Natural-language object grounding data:
◆ ◆ ◆

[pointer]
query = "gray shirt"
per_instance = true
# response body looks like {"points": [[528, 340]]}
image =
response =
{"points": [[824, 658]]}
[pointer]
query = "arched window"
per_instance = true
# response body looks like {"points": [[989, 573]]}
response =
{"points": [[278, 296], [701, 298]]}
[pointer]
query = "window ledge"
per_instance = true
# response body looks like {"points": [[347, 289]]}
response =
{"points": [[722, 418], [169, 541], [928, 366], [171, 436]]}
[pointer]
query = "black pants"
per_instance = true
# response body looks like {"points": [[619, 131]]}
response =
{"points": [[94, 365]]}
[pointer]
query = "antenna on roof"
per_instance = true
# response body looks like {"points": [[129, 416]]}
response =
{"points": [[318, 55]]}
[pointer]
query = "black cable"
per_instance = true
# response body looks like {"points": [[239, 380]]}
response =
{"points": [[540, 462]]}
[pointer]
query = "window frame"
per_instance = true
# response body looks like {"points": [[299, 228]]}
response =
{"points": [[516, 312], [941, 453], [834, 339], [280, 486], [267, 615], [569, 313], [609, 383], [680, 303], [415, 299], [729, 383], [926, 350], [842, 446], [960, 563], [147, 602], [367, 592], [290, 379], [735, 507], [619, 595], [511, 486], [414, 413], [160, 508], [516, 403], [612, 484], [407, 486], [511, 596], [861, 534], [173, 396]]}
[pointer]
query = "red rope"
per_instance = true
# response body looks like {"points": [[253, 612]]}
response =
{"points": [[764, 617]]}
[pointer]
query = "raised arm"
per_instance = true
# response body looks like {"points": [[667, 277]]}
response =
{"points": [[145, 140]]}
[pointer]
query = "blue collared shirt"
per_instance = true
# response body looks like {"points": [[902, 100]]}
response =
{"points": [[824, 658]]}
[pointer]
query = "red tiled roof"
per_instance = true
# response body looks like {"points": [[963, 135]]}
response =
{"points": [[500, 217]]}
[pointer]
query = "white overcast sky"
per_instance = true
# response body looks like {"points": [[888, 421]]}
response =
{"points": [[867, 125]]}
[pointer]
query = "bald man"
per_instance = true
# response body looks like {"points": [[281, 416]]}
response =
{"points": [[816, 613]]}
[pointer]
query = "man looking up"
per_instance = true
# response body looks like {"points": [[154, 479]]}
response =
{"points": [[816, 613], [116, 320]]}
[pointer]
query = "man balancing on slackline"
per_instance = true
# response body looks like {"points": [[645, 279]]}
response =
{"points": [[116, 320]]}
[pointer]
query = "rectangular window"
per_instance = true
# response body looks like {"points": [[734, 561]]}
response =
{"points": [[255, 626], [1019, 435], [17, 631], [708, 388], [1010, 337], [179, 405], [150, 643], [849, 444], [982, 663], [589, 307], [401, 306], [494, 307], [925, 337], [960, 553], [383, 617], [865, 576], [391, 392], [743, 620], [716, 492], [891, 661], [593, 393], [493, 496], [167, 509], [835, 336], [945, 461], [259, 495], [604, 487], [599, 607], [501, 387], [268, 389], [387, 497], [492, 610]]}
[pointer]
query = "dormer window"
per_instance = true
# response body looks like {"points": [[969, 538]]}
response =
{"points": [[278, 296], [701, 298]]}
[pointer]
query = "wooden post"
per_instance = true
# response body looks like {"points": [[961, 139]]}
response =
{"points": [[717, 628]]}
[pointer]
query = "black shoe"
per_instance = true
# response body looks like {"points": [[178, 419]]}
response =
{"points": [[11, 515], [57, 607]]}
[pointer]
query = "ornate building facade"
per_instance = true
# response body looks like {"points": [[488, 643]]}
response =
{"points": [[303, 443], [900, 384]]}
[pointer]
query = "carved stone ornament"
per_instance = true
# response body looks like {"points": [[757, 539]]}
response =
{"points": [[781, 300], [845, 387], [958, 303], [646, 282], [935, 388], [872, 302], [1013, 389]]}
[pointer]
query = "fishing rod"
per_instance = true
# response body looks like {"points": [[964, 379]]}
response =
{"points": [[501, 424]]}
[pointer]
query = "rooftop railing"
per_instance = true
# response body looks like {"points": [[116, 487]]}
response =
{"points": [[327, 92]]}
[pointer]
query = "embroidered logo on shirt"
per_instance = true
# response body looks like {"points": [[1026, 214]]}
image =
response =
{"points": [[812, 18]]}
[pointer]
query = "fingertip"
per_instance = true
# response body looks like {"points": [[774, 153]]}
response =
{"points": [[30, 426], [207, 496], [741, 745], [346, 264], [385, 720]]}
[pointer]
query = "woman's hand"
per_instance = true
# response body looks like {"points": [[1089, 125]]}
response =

◆ ◆ ◆

Problem to work on: Which lines of the records above hold the word "window"? Copy each of them.

Solution:
query = "arched window"
query = "window ledge"
query = "window frame"
query = "rectangular window"
query = "dormer window"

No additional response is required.